┌─ Dataset content
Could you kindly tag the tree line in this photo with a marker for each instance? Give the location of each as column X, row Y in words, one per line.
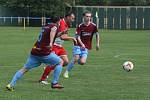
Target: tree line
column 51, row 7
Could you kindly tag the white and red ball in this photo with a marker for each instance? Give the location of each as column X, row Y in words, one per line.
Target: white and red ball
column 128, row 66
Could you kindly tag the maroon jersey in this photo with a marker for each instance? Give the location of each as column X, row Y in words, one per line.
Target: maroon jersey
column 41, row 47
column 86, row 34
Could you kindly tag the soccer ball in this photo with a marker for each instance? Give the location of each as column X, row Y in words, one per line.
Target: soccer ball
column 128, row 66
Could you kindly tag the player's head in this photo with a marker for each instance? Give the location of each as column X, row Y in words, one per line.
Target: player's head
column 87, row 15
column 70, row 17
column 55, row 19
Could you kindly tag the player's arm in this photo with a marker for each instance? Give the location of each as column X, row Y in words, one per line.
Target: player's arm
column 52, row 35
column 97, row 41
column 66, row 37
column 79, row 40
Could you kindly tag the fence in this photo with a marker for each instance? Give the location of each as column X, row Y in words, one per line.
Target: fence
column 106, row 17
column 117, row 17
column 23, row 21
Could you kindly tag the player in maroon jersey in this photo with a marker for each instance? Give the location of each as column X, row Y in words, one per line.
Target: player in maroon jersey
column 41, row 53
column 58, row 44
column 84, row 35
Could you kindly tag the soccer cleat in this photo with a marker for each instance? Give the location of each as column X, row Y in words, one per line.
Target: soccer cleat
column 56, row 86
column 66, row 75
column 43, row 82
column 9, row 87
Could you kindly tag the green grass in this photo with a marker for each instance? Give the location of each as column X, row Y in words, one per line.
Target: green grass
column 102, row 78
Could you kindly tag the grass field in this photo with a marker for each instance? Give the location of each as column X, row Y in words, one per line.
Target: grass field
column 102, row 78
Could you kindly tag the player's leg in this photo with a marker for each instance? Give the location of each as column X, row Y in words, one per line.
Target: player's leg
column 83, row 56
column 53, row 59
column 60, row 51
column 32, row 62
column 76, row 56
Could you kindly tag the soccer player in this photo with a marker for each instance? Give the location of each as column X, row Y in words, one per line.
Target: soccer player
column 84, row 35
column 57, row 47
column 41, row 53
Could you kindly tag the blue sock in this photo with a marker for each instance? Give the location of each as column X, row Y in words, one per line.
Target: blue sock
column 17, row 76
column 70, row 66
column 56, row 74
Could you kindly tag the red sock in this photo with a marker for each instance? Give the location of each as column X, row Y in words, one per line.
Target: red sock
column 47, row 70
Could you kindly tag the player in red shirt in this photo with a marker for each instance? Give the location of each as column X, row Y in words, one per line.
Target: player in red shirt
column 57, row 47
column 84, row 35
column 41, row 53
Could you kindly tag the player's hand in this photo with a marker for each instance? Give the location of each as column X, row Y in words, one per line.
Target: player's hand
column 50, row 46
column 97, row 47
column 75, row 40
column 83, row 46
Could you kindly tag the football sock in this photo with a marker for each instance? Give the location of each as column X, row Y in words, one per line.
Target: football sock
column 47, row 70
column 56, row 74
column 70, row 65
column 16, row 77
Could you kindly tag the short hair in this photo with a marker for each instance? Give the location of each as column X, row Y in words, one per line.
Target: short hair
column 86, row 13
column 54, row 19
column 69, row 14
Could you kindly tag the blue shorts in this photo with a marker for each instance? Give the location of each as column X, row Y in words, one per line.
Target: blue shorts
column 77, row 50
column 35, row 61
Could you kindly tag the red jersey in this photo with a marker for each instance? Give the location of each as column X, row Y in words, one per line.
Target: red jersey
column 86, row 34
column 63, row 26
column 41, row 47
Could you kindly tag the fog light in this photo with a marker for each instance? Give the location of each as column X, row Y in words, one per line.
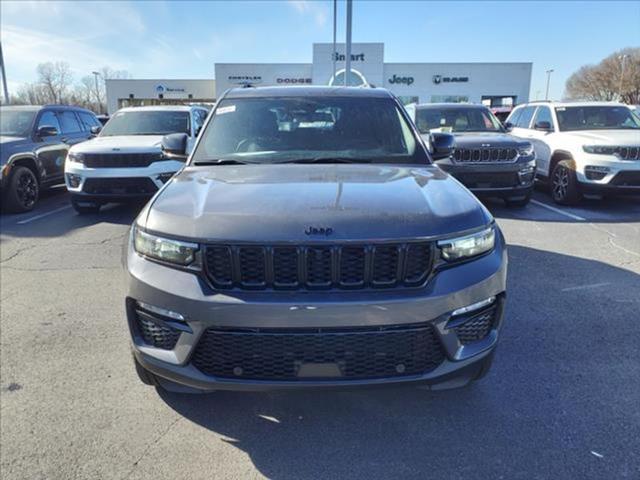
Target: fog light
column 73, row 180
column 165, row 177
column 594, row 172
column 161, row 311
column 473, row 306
└─
## [Task details]
Without the pictures, extract every entry verbatim.

## [Output of the task]
Could you kindly tag the tree line in this photo with a marker for each instance? Give the location of each as column X, row Y in words, one per line.
Target: tree line
column 51, row 7
Could you kindly tag the white and red ball in this photo with a marker for each instance? Give the location of each as column X, row Y in words, one per line.
Target: white and red ball
column 128, row 66
Could you kindly tag the maroon jersey in this photo with a marker for each instance? Give the location of each as column X, row Y in words, one per line.
Target: maroon jersey
column 41, row 47
column 86, row 34
Could you kindly tag the soccer ball in this photo with a marker for each instance? Give the location of each as column X, row Y in words, one per line.
Target: soccer ball
column 128, row 66
Could you kindly tag the player's head in this photo with a marker for each instance? Give the location of each as column X, row Y in words, one per line.
Target: player's head
column 87, row 15
column 70, row 17
column 55, row 19
Could you kindly tag the player's arm in this photo with a marker for each instance? Give the location of each as column X, row Y in words, one per line.
Target: player's arm
column 52, row 35
column 97, row 41
column 66, row 37
column 79, row 40
Could you kindly tag the fence in this photo with a marker for each instance? Give the location of each as column X, row Y in words, one per line.
Target: fence
column 106, row 17
column 117, row 17
column 23, row 21
Could you kindly tag the player in maroon jersey in this photo with a marker for each instance? Give the location of each as column X, row Y in words, one per line.
Target: player in maroon jersey
column 41, row 53
column 58, row 44
column 84, row 35
Could you kindly tag the soccer cleat in this photo with a marker for each instance? Give the location of each as column X, row Y in words, one per line.
Target: soccer cleat
column 56, row 86
column 66, row 75
column 43, row 82
column 9, row 87
Could you kindly tag the green grass in this photo with a marker for each instance? Give the location of each as column X, row Y in words, one per line.
Target: green grass
column 102, row 78
Could you kindly tag the grass field in this photo with a marker for each instance? Give the location of each as column X, row Y in words, one per line.
Target: grass field
column 102, row 78
Could you kindly tag the player's leg in this photo with a marker for each instance? Give the location of each as column X, row Y in words, one per line.
Target: player's leg
column 83, row 56
column 53, row 59
column 60, row 51
column 32, row 62
column 76, row 56
Could you kindly tag the soccer player in this photo with a marker for each instance? Give the location of each as column X, row Y in words, one per line.
Target: soccer player
column 84, row 35
column 57, row 47
column 41, row 53
Could you kindly tag the blue sock in this photo with a marker for each instance? Give the location of each as column X, row Y in words, one per line.
Target: blue sock
column 17, row 76
column 70, row 66
column 56, row 74
Could you kindly tag the red sock in this photo with a marker for each instance? Give the location of each as column X, row Y in words, one per line.
Target: red sock
column 47, row 70
Could you kindly tag the player in red shirt in this photo with a marker for each instance? Give the location of each as column X, row Y in words, one per line.
Target: player in red shirt
column 57, row 47
column 84, row 35
column 41, row 53
Could you kindly tag the player's hand in this photo with a marker for each instance? Give the location of each as column X, row Y in words, one per line.
Target: player's hand
column 50, row 46
column 97, row 47
column 75, row 40
column 83, row 46
Could you kindly tag the football sock in this photo with a marker for each instance? Give the location of each as column X, row Y in words, one per line.
Target: football sock
column 47, row 70
column 56, row 74
column 70, row 65
column 16, row 77
Could you kindly tag the short hair in this photo with a marker for each instance? Give the location of each as column X, row Y in words, one per line.
Target: short hair
column 86, row 13
column 54, row 19
column 69, row 14
Could you kindly tag the blue shorts in this photo with a marker for each instance? Give the location of each as column X, row Y in words, one per line.
Target: blue shorts
column 77, row 50
column 35, row 61
Could you kindly tag the red jersey in this photo with a marker for each instance? Give the location of each as column X, row Y in words, one per line.
Target: red jersey
column 86, row 34
column 63, row 26
column 41, row 47
Could you kindly tag the fog light in this photo with a marker for each instance? Give the location of each as column X, row Y in words, one per line.
Target: fog light
column 73, row 180
column 165, row 177
column 594, row 172
column 161, row 311
column 473, row 306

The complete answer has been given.